> Text section:
_ _ _ _
The first passenger train in India, the Great Indian Peninsula Railway (GIPR), ran in 1853 in erstwhile Bombay (Mumbai) Presidency over a distance of 34 km, with the primary aim of transporting cotton and other raw materials from the Indian hinterlands to Bombay port for shipment to Europe (Alkekar, 2014). Since then, the railways in Mumbai has expanded to 465 km in five corridors: two on the Western Line, two on the Central Line, and one on the Harbour Line (connecting Mumbai to Navi Mumbai). With the support of strong network of railways, the city that was confined to the island with partial expansion to the suburbs and a population of about 6 million in the 1970s, grew into a metropolitan region with population of about 14 million in 1990s and 22 million in 2012.
The Mumbai Metropolitan Region as of today is spread over 4355 sq.km with 8 municipal corporations, including Greater Mumbai, Thane, Kalyan-Dombivali, Ulhasnagar, Mira-Bhayandar, Bhiwandi Nizampur, Navi Mumbai and Vasai-Virar, 13 municipal councils and 996 villages. It has a population of over 20.7 million and is one of the most populous metropolitan areas in the world (PIB, 2015). The two big cities of this metropolitan of Mumbai and Navi Mumbai support the densest suburban railway network in this region.
The city of Navi Mumbai (New Bombay) is separated from Mumbai by the bay. It was conceptualised in 1970s with a strategic focus on decongesting Mumbai’s population, port operations and industries. Even though the average population density of Navi Mumbai is considerably less (about 4167 persons/sq.km) as compared to Mumbai (about 20,000 persons/sq.km), its net residential density is very close to the threshold (5000 persons/sq.km) needed for sustaining transit systems.
_ _ _ _
Dataset rows showing where objects appear
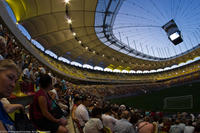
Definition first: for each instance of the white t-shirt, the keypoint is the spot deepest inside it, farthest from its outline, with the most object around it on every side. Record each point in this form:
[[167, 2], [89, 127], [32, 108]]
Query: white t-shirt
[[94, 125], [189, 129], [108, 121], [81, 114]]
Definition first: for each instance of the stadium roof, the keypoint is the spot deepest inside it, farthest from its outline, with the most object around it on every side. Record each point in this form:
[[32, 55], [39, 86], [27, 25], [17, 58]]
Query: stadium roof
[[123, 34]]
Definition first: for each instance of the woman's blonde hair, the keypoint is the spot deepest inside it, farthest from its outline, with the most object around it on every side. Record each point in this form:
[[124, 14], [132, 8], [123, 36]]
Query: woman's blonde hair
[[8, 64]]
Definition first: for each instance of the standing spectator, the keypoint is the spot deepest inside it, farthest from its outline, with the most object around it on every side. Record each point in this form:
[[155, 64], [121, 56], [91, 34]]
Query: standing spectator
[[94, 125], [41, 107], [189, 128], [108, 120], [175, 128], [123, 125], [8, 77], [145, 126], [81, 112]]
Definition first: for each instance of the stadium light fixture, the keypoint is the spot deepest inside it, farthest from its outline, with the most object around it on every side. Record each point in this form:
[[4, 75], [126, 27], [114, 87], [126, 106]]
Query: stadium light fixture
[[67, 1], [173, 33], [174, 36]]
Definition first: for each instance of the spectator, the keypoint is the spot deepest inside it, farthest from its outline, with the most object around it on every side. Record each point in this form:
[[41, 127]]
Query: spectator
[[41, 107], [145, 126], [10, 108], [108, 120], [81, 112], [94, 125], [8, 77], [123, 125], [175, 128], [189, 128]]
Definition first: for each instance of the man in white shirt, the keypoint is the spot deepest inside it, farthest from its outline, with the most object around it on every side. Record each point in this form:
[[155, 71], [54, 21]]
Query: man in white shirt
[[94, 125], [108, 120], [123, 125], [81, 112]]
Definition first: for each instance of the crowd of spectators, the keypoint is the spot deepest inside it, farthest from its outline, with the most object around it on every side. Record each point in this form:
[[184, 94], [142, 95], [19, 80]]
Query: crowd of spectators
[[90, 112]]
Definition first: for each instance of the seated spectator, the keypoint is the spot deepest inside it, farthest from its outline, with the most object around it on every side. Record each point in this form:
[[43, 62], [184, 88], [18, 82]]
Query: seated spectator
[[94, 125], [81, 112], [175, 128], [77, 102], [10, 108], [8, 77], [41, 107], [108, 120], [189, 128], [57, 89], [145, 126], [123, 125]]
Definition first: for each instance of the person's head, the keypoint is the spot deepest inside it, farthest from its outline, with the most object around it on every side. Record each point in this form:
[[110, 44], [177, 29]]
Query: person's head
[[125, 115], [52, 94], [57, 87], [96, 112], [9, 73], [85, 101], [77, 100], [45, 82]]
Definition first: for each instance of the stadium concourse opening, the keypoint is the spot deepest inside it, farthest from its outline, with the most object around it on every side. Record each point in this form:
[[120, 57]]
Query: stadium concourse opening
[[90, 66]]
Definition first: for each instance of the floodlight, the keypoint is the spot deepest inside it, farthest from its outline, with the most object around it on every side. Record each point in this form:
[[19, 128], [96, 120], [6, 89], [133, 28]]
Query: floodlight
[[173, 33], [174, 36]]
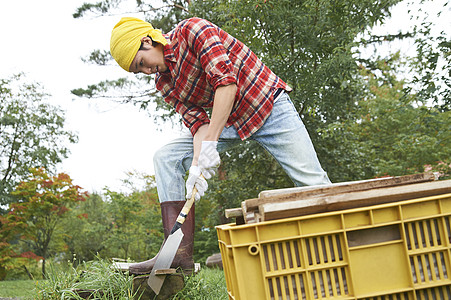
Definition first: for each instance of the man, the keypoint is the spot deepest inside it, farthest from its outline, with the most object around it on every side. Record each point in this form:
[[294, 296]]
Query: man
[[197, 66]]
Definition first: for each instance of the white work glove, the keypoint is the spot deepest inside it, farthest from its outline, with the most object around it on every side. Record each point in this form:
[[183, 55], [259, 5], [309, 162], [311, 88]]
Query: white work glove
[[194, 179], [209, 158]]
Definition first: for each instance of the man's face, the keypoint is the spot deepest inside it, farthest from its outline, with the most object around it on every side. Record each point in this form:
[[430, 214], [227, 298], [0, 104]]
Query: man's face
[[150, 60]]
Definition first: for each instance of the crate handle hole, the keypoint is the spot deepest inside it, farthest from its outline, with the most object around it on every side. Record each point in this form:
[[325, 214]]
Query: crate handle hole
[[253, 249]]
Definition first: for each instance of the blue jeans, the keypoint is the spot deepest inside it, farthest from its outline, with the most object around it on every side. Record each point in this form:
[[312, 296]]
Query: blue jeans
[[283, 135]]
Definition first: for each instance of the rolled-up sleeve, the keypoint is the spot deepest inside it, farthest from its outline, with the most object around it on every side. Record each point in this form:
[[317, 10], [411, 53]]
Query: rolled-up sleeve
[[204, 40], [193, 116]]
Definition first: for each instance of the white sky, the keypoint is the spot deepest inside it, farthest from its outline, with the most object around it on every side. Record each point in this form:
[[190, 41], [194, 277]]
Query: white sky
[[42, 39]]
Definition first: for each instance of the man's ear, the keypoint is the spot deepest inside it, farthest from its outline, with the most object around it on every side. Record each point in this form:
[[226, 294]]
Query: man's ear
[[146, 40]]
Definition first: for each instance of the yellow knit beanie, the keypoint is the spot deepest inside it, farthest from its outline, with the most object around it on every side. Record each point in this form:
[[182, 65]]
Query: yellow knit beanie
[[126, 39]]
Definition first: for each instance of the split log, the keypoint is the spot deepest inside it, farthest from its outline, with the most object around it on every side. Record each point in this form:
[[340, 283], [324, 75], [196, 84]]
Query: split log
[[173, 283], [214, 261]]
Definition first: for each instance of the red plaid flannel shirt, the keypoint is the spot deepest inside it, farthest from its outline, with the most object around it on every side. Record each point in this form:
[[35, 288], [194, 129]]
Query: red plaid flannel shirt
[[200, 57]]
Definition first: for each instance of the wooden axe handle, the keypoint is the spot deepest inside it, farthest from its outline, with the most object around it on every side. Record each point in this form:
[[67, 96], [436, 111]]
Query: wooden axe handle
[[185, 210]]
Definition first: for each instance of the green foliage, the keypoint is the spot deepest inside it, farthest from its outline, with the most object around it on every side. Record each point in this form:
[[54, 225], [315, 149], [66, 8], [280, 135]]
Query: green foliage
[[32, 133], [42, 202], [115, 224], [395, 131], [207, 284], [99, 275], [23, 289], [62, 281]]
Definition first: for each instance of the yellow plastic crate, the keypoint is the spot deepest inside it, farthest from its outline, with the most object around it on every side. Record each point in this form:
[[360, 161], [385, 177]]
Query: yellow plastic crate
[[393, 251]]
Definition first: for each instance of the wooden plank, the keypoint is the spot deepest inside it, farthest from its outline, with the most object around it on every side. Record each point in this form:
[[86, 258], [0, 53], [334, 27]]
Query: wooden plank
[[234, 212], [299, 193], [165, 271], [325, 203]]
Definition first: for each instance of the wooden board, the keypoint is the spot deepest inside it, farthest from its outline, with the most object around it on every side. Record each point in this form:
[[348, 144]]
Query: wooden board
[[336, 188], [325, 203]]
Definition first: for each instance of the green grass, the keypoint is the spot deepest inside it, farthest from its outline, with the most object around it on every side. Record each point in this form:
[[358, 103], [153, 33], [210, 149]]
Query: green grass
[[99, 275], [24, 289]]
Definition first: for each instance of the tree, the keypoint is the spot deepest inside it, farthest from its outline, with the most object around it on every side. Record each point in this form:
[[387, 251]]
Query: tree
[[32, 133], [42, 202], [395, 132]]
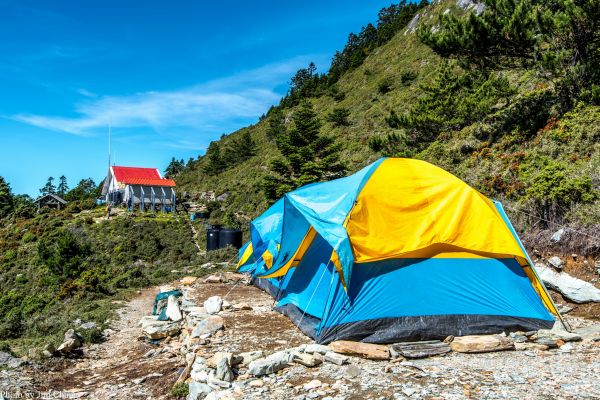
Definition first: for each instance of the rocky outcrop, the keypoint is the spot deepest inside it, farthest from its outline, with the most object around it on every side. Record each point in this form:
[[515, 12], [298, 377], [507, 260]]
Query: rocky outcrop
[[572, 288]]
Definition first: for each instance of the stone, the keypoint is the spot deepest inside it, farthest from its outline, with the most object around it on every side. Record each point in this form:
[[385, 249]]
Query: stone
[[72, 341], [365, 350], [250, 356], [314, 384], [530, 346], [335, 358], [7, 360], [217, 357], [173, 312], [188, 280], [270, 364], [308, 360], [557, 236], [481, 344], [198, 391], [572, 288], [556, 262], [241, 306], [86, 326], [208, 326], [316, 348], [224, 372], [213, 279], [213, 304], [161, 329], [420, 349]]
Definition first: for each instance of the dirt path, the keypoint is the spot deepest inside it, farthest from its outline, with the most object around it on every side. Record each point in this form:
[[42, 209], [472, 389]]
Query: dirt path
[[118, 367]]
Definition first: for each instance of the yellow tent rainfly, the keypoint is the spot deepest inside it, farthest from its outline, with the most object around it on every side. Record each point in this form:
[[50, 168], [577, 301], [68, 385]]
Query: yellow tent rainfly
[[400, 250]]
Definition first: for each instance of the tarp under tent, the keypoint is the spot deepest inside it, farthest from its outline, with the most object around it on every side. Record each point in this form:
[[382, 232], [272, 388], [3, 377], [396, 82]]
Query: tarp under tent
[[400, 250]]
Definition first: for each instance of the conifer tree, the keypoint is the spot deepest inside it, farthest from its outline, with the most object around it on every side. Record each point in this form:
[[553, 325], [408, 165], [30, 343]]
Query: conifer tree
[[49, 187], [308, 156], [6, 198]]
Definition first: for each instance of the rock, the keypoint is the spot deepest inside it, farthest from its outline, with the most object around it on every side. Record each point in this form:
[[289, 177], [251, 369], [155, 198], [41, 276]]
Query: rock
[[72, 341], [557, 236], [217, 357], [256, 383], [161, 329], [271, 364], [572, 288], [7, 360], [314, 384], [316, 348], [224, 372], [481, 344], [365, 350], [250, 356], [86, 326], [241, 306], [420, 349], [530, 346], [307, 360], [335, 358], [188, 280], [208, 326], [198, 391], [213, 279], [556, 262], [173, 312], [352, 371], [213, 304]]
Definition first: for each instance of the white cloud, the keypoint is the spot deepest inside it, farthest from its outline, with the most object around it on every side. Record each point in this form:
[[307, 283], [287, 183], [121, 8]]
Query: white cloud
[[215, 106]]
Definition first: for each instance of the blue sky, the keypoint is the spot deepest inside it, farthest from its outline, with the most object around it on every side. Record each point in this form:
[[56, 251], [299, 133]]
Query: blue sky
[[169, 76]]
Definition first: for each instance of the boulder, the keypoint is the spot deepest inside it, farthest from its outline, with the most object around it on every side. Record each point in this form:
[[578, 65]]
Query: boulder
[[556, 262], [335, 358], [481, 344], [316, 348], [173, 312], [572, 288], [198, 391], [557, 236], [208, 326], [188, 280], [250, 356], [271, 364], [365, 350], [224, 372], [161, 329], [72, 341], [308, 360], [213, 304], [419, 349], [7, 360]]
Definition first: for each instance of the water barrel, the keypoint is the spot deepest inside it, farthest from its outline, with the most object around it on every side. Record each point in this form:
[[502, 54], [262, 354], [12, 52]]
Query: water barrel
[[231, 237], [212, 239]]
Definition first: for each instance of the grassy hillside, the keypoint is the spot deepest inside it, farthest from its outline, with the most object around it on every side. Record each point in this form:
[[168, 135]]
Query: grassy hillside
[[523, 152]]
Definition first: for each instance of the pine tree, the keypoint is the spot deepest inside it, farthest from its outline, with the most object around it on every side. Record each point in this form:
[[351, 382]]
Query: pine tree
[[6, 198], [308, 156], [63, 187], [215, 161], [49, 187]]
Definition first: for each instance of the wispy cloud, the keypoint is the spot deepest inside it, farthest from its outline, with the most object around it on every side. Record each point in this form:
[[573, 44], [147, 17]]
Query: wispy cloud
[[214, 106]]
_ _ _ _
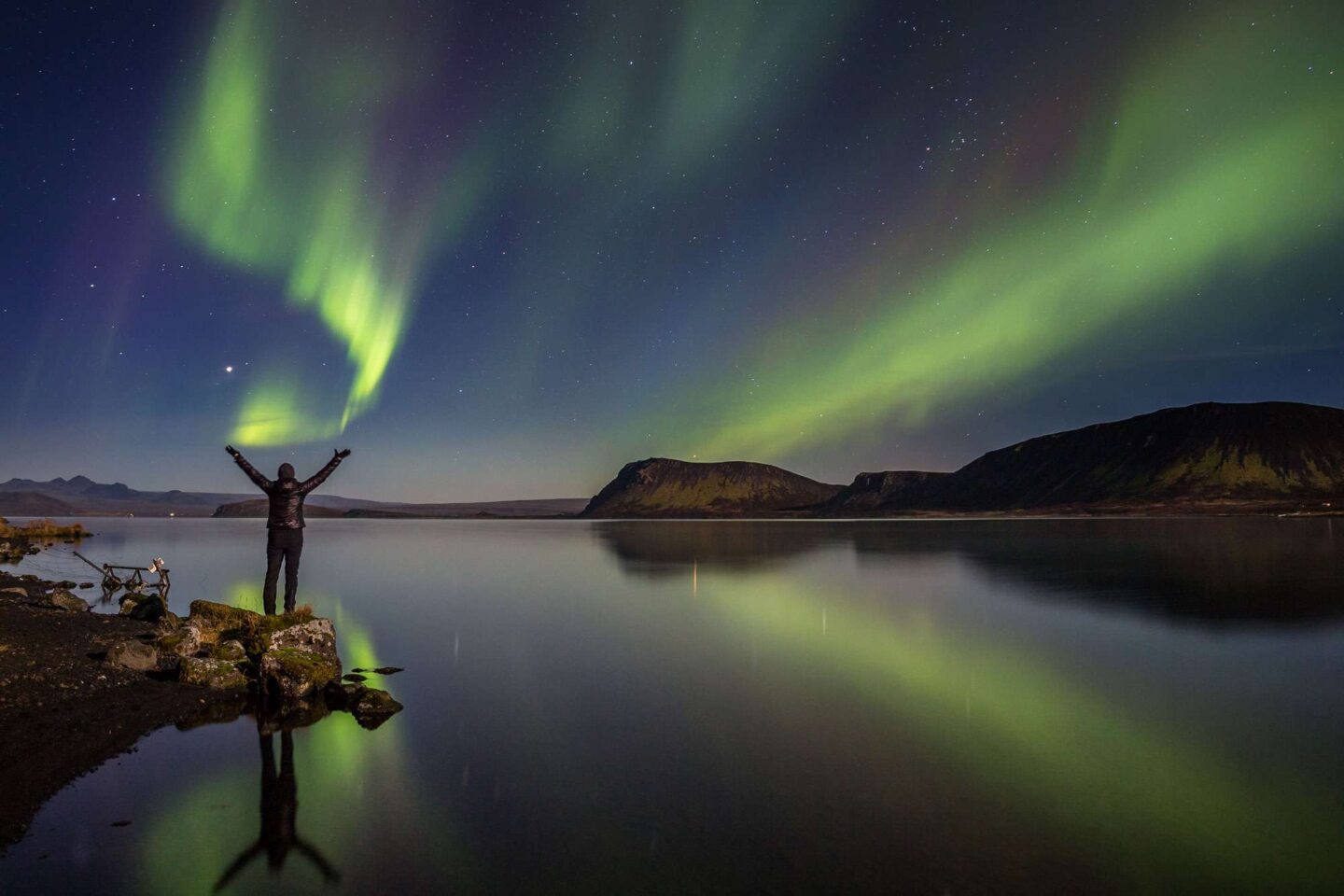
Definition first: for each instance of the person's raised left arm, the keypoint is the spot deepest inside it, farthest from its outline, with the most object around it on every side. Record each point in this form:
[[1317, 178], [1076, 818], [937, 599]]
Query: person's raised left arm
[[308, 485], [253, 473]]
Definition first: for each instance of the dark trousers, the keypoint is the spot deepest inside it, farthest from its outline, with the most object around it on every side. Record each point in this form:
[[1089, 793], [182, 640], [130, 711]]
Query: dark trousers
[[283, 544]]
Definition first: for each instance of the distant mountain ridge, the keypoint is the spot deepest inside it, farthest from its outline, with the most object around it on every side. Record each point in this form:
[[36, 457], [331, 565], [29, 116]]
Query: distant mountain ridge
_ _ _ _
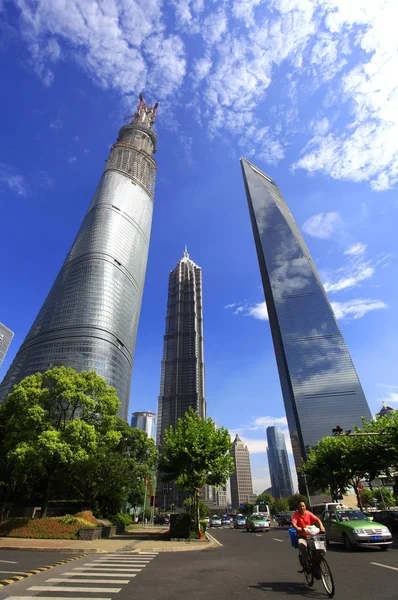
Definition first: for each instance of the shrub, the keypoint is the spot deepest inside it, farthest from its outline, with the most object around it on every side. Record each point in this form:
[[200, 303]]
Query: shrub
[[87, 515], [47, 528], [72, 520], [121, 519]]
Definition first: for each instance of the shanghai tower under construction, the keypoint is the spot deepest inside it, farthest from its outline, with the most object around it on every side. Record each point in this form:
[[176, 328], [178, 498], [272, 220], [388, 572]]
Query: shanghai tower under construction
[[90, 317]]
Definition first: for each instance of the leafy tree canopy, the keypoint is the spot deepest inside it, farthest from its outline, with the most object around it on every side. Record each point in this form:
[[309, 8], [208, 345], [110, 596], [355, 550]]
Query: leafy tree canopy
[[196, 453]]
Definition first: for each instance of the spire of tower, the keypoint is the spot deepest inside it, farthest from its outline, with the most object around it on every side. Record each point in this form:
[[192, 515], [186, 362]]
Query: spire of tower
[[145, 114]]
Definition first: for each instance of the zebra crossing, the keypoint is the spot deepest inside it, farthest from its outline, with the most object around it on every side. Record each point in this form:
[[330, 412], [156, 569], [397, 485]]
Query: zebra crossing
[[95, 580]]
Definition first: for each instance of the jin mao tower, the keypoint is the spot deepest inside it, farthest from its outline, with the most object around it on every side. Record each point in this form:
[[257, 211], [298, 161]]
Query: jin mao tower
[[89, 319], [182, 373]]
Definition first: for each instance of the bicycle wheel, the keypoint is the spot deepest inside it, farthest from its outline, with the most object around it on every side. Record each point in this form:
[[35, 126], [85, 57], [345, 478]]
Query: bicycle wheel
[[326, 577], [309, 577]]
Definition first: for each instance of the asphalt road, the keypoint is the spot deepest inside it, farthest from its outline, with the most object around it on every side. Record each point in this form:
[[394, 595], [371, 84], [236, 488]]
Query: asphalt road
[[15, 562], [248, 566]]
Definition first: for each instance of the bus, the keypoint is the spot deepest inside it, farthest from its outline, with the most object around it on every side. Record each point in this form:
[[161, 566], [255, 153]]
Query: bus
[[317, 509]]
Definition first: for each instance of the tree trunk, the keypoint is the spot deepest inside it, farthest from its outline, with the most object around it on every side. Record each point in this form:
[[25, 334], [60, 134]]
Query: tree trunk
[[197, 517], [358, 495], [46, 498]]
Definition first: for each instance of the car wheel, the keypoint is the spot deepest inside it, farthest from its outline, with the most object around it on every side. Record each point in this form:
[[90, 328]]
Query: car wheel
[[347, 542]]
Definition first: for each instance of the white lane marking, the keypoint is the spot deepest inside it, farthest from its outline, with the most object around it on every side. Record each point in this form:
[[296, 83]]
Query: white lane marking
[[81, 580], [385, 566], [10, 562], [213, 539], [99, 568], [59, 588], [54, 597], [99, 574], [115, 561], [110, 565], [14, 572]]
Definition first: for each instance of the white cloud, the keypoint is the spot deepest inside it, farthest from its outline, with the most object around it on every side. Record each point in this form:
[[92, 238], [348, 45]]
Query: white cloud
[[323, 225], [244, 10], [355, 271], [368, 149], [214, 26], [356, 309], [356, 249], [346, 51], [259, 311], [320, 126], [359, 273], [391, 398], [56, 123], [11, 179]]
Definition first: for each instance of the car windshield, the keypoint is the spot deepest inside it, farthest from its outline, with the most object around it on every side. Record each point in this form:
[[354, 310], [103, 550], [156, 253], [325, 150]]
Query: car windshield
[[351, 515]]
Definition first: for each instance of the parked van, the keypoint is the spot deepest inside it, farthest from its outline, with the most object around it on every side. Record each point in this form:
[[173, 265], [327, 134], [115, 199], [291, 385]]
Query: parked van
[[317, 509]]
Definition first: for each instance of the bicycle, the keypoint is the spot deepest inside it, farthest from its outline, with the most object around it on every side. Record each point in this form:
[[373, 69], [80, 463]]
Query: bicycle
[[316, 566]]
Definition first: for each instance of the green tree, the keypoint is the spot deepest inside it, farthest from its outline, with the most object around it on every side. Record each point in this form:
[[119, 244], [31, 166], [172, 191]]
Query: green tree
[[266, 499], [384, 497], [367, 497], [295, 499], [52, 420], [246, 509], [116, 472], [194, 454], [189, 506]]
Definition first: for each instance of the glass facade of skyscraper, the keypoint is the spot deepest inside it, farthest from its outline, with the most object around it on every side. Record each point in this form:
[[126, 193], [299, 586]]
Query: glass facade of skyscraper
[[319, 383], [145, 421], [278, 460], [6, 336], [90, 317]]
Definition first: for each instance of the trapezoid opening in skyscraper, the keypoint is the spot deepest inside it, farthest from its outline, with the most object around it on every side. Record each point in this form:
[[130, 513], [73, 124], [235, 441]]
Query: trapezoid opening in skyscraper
_ _ _ _
> Written problem 1:
In the passage on Mumbai's railways, recast the paragraph that begins "The city of Navi Mumbai (New Bombay)" as a short bulleted list that keeps its main facts.
> Written problem 2:
Resume the passage on Mumbai's railways and urban growth, picking up after its final sentence.

> Exercise output 1:
- Navi Mumbai (New Bombay) is separated from Mumbai by the bay.
- It was conceived in the 1970s to relieve Mumbai of some of its population, port operations and industries.
- Its average population density, about 4,167 persons/sq.km, is far lower than Mumbai's, about 20,000 persons/sq.km.
- Its net residential density is very close to the 5,000 persons/sq.km threshold needed to sustain transit systems.

> Exercise output 2:
Railway Guided Development
The case of Mumbai Metropolitan Region illustrates that efficient urban transport systems are critical elements of the sustainable urban development. An incredible 88% of all travel in Greater Mumbai is by bus and rail; this illustrates the popularity and necessity of having an effective and efficient public transport system, particularly the railways (Sehgal & Surayya, 2011). Suburban rail system is the primary commuting mode in Mumbai metropolitan region, with over 52% of the total daily trips to work made by this mode of transport. Railways in Mumbai Metropolitan Region perform the dual function of connecting the multiple CBDs in Mumbai city and extending connectivity to the suburbs. The high average trip length of 24 km (LEA Associates, 2008) for this mode indicates the regional connectivity provided by the network. Railway has guided and continues to guide the growth of Mumbai in several ways:
• City form: The key driver of Mumbai’s compactness is its physical geography (Rode, 2007). The linear form of Mumbai city was lent to the railway corridors and growth is seen around the station nodes on all the three main lines. TOD principles suggest intensification activities around transit stations; in case of Mumbai, this began organically.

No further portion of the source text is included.